Reading text —
Greenhouse effect and Earth's surface temperature

[DrStupid]

My understanding is that the absorption and re-emitting of IR photons is not thermal because the re-emission is much faster than the time for the molecule to interact with another molecule and covert the internal excited state energy into kinetic energy.

I can't follow that argumentation because IR absorptions and intermolecular interactions are independent from each other. I would expect a probability of

1 - \exp \left( { - x} \right) \approx x

for an interaction after IR absorption and before IR emission, where x is the ratio between the mean lifetime of the excited state and the mean time period between two interactions. Low values of x make such interactions less likely but not impossible. This just increases the time required to reach the thermal equilibrium resulting in some kind of low-pass filter for the impact of IR radiation to temperature. In order to exclude impact of thermal re-emission you need to show that the relevant variations of IR radiation are too fast to be followed by temperature.

 

[DrStupid]

The spectrum of the re-emitted radiation form CO2 does not match the Planck black-body distribution.

As CO2 is not a black body this isn't very surprising. Do I miss something?

 

[BillyT]

Hi Billy: ... The spectrum of the re-emitted radiation form CO2 does not match the Planck black-body distribution. ...

No one with even the slightest understanding that spectrial line radiation has the energy of the diference between two discrete energy states would think it should be a continuum distribution that Planck BB radiation is.

At high density gases do show an effect of collisions - the spectral lines are not as "sharp" (have slightly wider spacing of the line profile between it half intensity points) This is called "collisional broading." It is caused by the fact that the energy levels of two atoms (or molecules) that are separated by only "atomic distances" are distrubed / not exactly the same as for the isolated radiator.*

The extreme case of this is a hot radiating solid - there the collisional broading is so great that distinguable lines no longer exist, and the the radiation is a continuum.

* My experimental Ph.D. thesis concerned this collisional broading for radiation from a plasma. Mostly Argon ions and electrons. There it is a little more complex and Hans Griem at Un of Md had just worked out a model, which I tested. The near approaching and not too hot (fast) electron does not pass by the ion on a straight line trajectory as a neutral atom would pass by another neutral. The electron path is bent by the net positive ion. So the collision lasts longer and the collision broading is more extreme. Even the peak of the line can be displaced and the line shape is no longer symetical about the peak. - In one line case the peak was shifted by more than an Angstrom.

Data shown —

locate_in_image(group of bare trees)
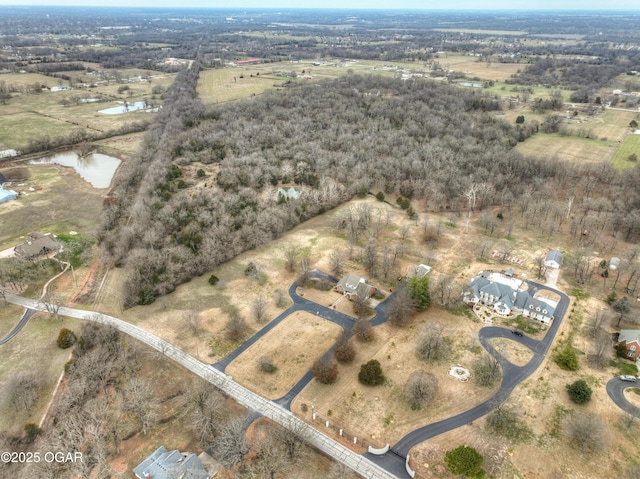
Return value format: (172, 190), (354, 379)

Parts of the exercise —
• 1. In the thread on the greenhouse effect, by how much was the line peak shifted in one case from the Ph.D. thesis?
• 2. Summarize the greenhouse effect thread in two sentences.
Answer from the thread alone, not from the data.

Answers for the tasks —
• 1. It was shifted by more than an Angstrom.

• 2. One post argues that IR absorption and intermolecular interactions are independent, so an interaction before re-emission is less likely but not impossible and only slows the approach to thermal equilibrium, and it adds that a CO2 spectrum not matching the Planck distribution is unsurprising because CO2 is not a black body. A later post explains that spectral line radiation carries the energy difference between two discrete states, that collisions in high-density gases broaden the lines, and that in a hot radiating solid the broadening is so great that the radiation becomes a continuum.